◆ Task: Which lines of the records below contain the word "ceiling"? Show each one.

——————————

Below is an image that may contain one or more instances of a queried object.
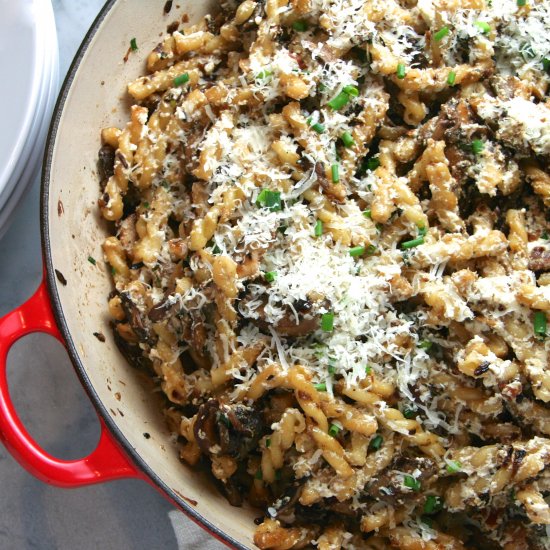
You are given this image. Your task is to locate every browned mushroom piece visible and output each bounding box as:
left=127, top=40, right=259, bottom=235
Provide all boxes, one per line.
left=267, top=480, right=307, bottom=524
left=119, top=292, right=155, bottom=345
left=148, top=296, right=179, bottom=322
left=194, top=399, right=264, bottom=460
left=97, top=144, right=115, bottom=189
left=111, top=322, right=153, bottom=373
left=240, top=290, right=325, bottom=337
left=366, top=456, right=437, bottom=505
left=194, top=399, right=220, bottom=455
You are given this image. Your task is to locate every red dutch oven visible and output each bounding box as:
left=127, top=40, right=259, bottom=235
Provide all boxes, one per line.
left=0, top=1, right=256, bottom=548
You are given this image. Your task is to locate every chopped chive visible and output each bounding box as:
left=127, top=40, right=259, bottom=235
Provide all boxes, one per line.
left=366, top=157, right=380, bottom=171
left=321, top=312, right=334, bottom=332
left=87, top=256, right=96, bottom=266
left=424, top=495, right=443, bottom=514
left=434, top=26, right=450, bottom=41
left=328, top=364, right=336, bottom=376
left=256, top=189, right=282, bottom=211
left=369, top=434, right=383, bottom=450
left=130, top=37, right=138, bottom=51
left=534, top=311, right=547, bottom=338
left=446, top=460, right=462, bottom=473
left=365, top=365, right=372, bottom=374
left=143, top=201, right=150, bottom=209
left=543, top=58, right=550, bottom=73
left=341, top=131, right=355, bottom=147
left=520, top=43, right=536, bottom=61
left=363, top=209, right=372, bottom=219
left=265, top=271, right=277, bottom=283
left=376, top=223, right=383, bottom=232
left=517, top=0, right=526, bottom=5
left=328, top=91, right=351, bottom=110
left=421, top=516, right=433, bottom=528
left=366, top=244, right=377, bottom=255
left=256, top=69, right=273, bottom=80
left=331, top=163, right=340, bottom=183
left=447, top=70, right=457, bottom=86
left=342, top=85, right=359, bottom=97
left=418, top=340, right=432, bottom=351
left=173, top=72, right=190, bottom=86
left=403, top=407, right=417, bottom=419
left=404, top=475, right=421, bottom=491
left=349, top=246, right=366, bottom=257
left=318, top=82, right=327, bottom=92
left=314, top=382, right=327, bottom=391
left=110, top=265, right=117, bottom=275
left=266, top=438, right=271, bottom=448
left=255, top=469, right=263, bottom=480
left=292, top=20, right=308, bottom=31
left=542, top=231, right=549, bottom=240
left=311, top=122, right=325, bottom=134
left=396, top=63, right=406, bottom=79
left=314, top=219, right=323, bottom=237
left=417, top=224, right=428, bottom=237
left=328, top=423, right=340, bottom=437
left=471, top=139, right=484, bottom=155
left=474, top=21, right=491, bottom=34
left=401, top=236, right=425, bottom=249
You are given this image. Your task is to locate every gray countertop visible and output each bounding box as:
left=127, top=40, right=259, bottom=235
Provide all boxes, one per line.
left=0, top=2, right=224, bottom=548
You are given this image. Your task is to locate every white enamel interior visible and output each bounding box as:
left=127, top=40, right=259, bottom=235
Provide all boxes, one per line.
left=45, top=1, right=256, bottom=547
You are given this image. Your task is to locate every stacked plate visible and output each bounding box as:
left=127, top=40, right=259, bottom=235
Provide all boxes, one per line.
left=0, top=0, right=58, bottom=239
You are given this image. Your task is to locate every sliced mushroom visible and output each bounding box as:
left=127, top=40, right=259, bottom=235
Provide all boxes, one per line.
left=119, top=292, right=155, bottom=345
left=194, top=399, right=264, bottom=459
left=97, top=144, right=116, bottom=189
left=239, top=292, right=324, bottom=337
left=148, top=296, right=179, bottom=322
left=111, top=322, right=153, bottom=373
left=366, top=456, right=437, bottom=505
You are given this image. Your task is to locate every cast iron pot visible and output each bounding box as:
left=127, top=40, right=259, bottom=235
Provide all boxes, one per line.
left=0, top=1, right=256, bottom=547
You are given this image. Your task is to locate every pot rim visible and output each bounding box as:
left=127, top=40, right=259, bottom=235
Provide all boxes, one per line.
left=40, top=2, right=246, bottom=548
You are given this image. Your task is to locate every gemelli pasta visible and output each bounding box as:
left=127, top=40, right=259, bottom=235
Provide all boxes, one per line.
left=98, top=0, right=550, bottom=547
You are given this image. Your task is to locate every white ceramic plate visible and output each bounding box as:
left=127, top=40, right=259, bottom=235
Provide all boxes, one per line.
left=0, top=0, right=58, bottom=238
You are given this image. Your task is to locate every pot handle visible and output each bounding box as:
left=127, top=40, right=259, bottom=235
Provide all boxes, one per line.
left=0, top=278, right=143, bottom=487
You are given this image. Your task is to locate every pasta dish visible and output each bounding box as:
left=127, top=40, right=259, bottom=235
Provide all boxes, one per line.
left=98, top=0, right=550, bottom=547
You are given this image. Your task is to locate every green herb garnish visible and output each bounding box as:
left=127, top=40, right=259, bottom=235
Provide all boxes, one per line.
left=446, top=460, right=462, bottom=473
left=292, top=20, right=308, bottom=31
left=447, top=70, right=457, bottom=86
left=401, top=236, right=425, bottom=249
left=256, top=189, right=282, bottom=211
left=534, top=311, right=547, bottom=339
left=341, top=131, right=355, bottom=147
left=434, top=27, right=450, bottom=41
left=321, top=312, right=334, bottom=332
left=328, top=423, right=340, bottom=437
left=314, top=219, right=323, bottom=237
left=369, top=434, right=383, bottom=450
left=173, top=72, right=190, bottom=86
left=404, top=475, right=421, bottom=491
left=331, top=163, right=340, bottom=183
left=396, top=63, right=406, bottom=79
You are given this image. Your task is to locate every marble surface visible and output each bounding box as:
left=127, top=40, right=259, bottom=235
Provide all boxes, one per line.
left=0, top=1, right=224, bottom=548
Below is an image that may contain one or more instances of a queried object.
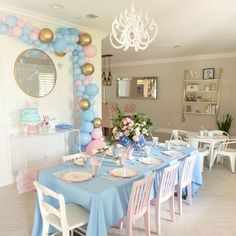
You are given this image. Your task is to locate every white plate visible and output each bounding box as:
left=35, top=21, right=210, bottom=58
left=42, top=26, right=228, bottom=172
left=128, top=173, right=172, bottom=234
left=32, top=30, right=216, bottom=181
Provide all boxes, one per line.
left=60, top=171, right=92, bottom=183
left=110, top=168, right=137, bottom=178
left=157, top=143, right=166, bottom=148
left=161, top=150, right=185, bottom=157
left=141, top=157, right=164, bottom=165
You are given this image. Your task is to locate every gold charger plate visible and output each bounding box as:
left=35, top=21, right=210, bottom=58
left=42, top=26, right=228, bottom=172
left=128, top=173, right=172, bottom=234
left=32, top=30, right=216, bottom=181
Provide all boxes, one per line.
left=60, top=171, right=92, bottom=183
left=141, top=157, right=164, bottom=165
left=110, top=168, right=137, bottom=178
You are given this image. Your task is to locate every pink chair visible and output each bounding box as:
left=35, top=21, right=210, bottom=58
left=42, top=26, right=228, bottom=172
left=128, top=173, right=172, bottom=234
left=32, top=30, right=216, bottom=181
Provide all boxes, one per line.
left=121, top=173, right=155, bottom=236
left=151, top=162, right=179, bottom=235
left=176, top=153, right=197, bottom=215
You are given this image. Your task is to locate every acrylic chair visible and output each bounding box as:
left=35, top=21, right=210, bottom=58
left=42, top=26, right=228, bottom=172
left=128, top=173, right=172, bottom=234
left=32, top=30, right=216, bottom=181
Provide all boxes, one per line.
left=120, top=173, right=155, bottom=236
left=34, top=181, right=89, bottom=236
left=151, top=162, right=179, bottom=235
left=175, top=153, right=197, bottom=215
left=213, top=138, right=236, bottom=173
left=170, top=130, right=190, bottom=141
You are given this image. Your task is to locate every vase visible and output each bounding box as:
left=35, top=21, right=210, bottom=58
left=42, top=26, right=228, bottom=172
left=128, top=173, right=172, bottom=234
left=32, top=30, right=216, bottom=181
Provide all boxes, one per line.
left=126, top=146, right=135, bottom=160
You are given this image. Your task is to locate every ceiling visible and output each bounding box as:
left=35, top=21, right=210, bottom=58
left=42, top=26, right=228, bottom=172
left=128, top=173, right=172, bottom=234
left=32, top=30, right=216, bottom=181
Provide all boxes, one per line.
left=1, top=0, right=236, bottom=64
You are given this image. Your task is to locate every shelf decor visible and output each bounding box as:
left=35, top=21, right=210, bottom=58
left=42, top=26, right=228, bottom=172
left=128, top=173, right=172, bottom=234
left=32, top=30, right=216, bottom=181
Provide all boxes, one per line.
left=203, top=68, right=215, bottom=79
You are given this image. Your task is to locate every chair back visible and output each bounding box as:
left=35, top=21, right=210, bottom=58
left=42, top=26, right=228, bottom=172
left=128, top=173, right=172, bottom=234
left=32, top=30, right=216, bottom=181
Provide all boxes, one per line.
left=158, top=162, right=179, bottom=203
left=170, top=130, right=189, bottom=141
left=168, top=139, right=187, bottom=147
left=208, top=130, right=229, bottom=137
left=127, top=173, right=155, bottom=220
left=180, top=153, right=197, bottom=188
left=34, top=181, right=67, bottom=230
left=219, top=138, right=236, bottom=151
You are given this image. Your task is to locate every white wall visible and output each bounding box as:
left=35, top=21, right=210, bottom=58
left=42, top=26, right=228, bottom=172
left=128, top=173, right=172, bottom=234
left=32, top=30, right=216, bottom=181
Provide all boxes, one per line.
left=0, top=7, right=105, bottom=187
left=105, top=57, right=236, bottom=136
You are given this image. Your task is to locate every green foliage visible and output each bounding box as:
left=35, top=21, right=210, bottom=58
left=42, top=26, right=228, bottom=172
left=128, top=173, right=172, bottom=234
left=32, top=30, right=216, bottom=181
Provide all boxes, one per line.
left=217, top=113, right=233, bottom=133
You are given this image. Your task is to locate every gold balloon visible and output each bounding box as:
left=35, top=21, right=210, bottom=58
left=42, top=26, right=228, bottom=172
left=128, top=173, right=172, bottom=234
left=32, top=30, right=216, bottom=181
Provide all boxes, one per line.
left=39, top=28, right=54, bottom=43
left=81, top=63, right=95, bottom=75
left=93, top=117, right=102, bottom=128
left=79, top=99, right=90, bottom=110
left=78, top=33, right=92, bottom=46
left=55, top=51, right=66, bottom=57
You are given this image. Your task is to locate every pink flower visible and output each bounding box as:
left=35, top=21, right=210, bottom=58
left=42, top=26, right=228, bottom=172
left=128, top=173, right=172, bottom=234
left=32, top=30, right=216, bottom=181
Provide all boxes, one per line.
left=114, top=133, right=120, bottom=140
left=124, top=130, right=130, bottom=136
left=121, top=126, right=127, bottom=131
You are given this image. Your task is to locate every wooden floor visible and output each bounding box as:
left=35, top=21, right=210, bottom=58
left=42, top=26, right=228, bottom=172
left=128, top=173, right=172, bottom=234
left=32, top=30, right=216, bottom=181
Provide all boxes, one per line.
left=0, top=163, right=236, bottom=236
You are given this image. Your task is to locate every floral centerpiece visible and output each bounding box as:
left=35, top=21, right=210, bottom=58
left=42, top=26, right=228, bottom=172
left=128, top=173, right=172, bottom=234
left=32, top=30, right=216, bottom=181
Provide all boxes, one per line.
left=112, top=109, right=154, bottom=150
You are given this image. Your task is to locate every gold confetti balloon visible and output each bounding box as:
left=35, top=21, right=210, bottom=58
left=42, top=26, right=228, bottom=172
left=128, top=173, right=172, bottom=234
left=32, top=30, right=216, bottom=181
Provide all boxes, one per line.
left=78, top=33, right=92, bottom=46
left=93, top=117, right=102, bottom=128
left=55, top=51, right=66, bottom=57
left=79, top=99, right=90, bottom=110
left=81, top=63, right=95, bottom=75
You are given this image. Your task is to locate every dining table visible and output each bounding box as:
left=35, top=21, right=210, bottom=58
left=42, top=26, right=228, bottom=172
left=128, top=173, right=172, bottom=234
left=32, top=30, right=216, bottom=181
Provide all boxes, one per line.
left=31, top=142, right=202, bottom=236
left=187, top=133, right=228, bottom=169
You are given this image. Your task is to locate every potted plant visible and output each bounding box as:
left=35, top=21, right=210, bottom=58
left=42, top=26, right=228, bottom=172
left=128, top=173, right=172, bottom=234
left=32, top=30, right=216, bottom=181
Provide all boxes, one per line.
left=217, top=113, right=233, bottom=134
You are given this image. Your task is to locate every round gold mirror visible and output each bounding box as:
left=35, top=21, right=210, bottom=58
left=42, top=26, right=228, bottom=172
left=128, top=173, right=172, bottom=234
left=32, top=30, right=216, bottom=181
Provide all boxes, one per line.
left=14, top=49, right=56, bottom=98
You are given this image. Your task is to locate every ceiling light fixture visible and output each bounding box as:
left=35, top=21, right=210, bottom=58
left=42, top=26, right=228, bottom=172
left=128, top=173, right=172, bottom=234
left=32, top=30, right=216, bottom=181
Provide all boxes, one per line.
left=102, top=54, right=113, bottom=86
left=110, top=2, right=158, bottom=51
left=49, top=4, right=64, bottom=9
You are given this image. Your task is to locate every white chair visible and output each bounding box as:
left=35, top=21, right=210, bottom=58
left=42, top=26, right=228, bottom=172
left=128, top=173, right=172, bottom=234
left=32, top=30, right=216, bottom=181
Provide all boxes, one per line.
left=120, top=173, right=155, bottom=236
left=34, top=181, right=89, bottom=236
left=213, top=138, right=236, bottom=173
left=151, top=162, right=179, bottom=235
left=168, top=139, right=188, bottom=147
left=188, top=139, right=210, bottom=172
left=170, top=130, right=190, bottom=141
left=207, top=130, right=229, bottom=137
left=176, top=153, right=197, bottom=215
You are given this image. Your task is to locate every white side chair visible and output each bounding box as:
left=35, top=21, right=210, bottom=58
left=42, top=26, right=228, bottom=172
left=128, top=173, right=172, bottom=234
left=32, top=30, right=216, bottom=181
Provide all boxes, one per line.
left=151, top=162, right=179, bottom=235
left=120, top=173, right=155, bottom=236
left=188, top=139, right=210, bottom=172
left=176, top=153, right=197, bottom=215
left=207, top=130, right=229, bottom=137
left=170, top=130, right=190, bottom=141
left=213, top=138, right=236, bottom=173
left=34, top=181, right=89, bottom=236
left=168, top=139, right=188, bottom=147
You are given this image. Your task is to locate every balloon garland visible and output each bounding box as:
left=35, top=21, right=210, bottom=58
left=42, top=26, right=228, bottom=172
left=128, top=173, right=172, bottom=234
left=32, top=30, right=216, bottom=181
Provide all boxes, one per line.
left=0, top=12, right=103, bottom=150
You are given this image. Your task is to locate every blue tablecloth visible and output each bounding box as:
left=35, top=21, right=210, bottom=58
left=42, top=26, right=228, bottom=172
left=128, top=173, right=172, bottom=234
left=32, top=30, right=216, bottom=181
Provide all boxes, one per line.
left=31, top=145, right=202, bottom=236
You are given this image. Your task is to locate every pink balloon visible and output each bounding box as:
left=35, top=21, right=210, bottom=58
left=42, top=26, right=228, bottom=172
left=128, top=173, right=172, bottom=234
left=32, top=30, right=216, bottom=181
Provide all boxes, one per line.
left=32, top=27, right=40, bottom=34
left=85, top=57, right=90, bottom=63
left=84, top=44, right=97, bottom=58
left=0, top=15, right=6, bottom=23
left=30, top=32, right=38, bottom=41
left=75, top=80, right=82, bottom=86
left=86, top=76, right=93, bottom=81
left=83, top=79, right=90, bottom=85
left=13, top=27, right=22, bottom=37
left=25, top=22, right=32, bottom=29
left=85, top=140, right=106, bottom=155
left=91, top=128, right=103, bottom=140
left=7, top=28, right=14, bottom=37
left=17, top=19, right=25, bottom=28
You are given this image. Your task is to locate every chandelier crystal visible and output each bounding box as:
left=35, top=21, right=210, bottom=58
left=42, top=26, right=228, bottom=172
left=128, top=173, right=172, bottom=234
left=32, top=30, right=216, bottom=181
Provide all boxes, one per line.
left=110, top=2, right=158, bottom=51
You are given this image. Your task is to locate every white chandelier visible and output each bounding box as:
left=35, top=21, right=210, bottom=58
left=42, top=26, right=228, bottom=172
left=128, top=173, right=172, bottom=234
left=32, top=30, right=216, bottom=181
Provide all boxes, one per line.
left=110, top=2, right=158, bottom=51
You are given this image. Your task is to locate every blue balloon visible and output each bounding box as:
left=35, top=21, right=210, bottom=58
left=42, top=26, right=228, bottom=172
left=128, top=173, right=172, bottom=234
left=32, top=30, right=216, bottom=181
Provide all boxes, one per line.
left=20, top=35, right=29, bottom=43
left=78, top=58, right=85, bottom=66
left=76, top=44, right=83, bottom=51
left=57, top=28, right=70, bottom=35
left=76, top=91, right=83, bottom=97
left=82, top=94, right=89, bottom=99
left=79, top=132, right=92, bottom=146
left=55, top=33, right=62, bottom=38
left=33, top=40, right=41, bottom=47
left=0, top=24, right=8, bottom=34
left=77, top=86, right=85, bottom=93
left=72, top=55, right=78, bottom=63
left=80, top=121, right=94, bottom=133
left=74, top=67, right=81, bottom=75
left=78, top=74, right=85, bottom=81
left=78, top=52, right=85, bottom=58
left=85, top=83, right=99, bottom=96
left=22, top=26, right=31, bottom=36
left=81, top=109, right=95, bottom=121
left=70, top=35, right=77, bottom=43
left=69, top=28, right=80, bottom=35
left=48, top=44, right=55, bottom=53
left=6, top=15, right=17, bottom=27
left=54, top=38, right=67, bottom=52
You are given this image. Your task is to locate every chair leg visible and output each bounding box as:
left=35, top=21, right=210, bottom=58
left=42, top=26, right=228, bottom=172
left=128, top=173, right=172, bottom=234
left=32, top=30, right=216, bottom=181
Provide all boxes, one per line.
left=169, top=195, right=175, bottom=222
left=187, top=183, right=192, bottom=205
left=144, top=209, right=151, bottom=236
left=126, top=219, right=133, bottom=236
left=229, top=154, right=236, bottom=173
left=177, top=186, right=183, bottom=215
left=155, top=202, right=161, bottom=235
left=42, top=221, right=49, bottom=236
left=62, top=230, right=70, bottom=236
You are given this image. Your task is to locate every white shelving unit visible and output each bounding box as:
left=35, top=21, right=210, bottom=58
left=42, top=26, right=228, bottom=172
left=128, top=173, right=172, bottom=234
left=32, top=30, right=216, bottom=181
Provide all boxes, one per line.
left=182, top=69, right=222, bottom=121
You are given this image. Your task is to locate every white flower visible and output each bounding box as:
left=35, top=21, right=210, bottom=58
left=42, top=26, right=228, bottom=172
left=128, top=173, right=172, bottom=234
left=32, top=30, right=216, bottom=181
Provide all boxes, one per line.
left=142, top=128, right=147, bottom=134
left=132, top=135, right=139, bottom=142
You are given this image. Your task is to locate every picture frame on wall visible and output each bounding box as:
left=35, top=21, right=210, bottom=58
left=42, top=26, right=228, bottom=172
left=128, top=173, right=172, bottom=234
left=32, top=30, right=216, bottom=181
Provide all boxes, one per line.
left=203, top=68, right=215, bottom=79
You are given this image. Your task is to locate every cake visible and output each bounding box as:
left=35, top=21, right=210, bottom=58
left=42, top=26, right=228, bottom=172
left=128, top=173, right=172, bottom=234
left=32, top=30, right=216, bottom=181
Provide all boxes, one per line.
left=20, top=108, right=41, bottom=125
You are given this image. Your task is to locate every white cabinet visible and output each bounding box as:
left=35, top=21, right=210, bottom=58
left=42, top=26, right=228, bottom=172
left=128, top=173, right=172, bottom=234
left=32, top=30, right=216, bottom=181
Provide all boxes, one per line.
left=182, top=68, right=222, bottom=121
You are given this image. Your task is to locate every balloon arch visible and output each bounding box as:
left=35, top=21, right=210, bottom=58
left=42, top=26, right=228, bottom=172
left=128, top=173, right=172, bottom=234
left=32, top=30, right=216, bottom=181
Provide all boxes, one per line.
left=0, top=13, right=106, bottom=152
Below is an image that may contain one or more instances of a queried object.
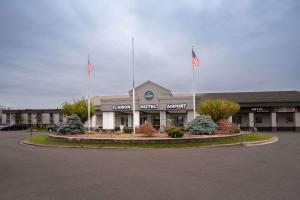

——————————

◆ Response to the task:
You are given this image. Your task is to locate every ceiling visible and output each bounding box as:
You are given this image. Your task is to locate every ceiling light fixture visible and output each bounding box as:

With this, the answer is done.